REQUIRED ACTION 1
From the commentary on the Mamdani footage, extract the stretch from "Newly resurfaced footage" through "halls of power." word for word.
REQUIRED ACTION 2
In the commentary on the Mamdani footage, which member of Congress is named as having voiced outrage at the comparison between police and foreign militaries?

PAGE EXTRACT
**********
Newly resurfaced footage of New York City mayoral hopeful Zohran Mamdani has set off the right kind of alarm: the clip shows him drawing uncomfortable parallels between the NYPD and foreign military forces, signaling a worldview that treats America’s law enforcement as an occupying force rather than a protector of everyday New Yorkers. That kind of rhetoric isn’t innocent college radicalism — it’s a dangerous signal to the criminals and the fringe that they have sympathetic defenders in the halls of power.
Even Democrats who normally bend over backwards to avoid intraparty fights have been forced to react, and Representative Josh Gottheimer rightly voiced outrage at the implication that our police are akin to foreign militaries. It’s refreshing — and telling — that a member of his party recognized how toxic and reckless reframing law enforcement as an occupying army can be for public safety and Jewish communities alike.
**********
DATASET CONTENT
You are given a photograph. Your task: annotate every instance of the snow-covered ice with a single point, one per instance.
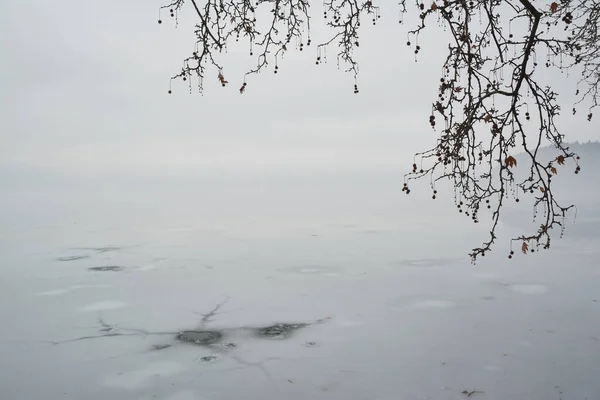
**********
RESULT 1
Newly resurfaced footage of New York City mayoral hopeful Zohran Mamdani has set off the right kind of alarm: the clip shows him drawing uncomfortable parallels between the NYPD and foreign military forces, signaling a worldview that treats America’s law enforcement as an occupying force rather than a protector of everyday New Yorkers. That kind of rhetoric isn’t innocent college radicalism — it’s a dangerous signal to the criminals and the fringe that they have sympathetic defenders in the halls of power.

RESULT 2
Representative Josh Gottheimer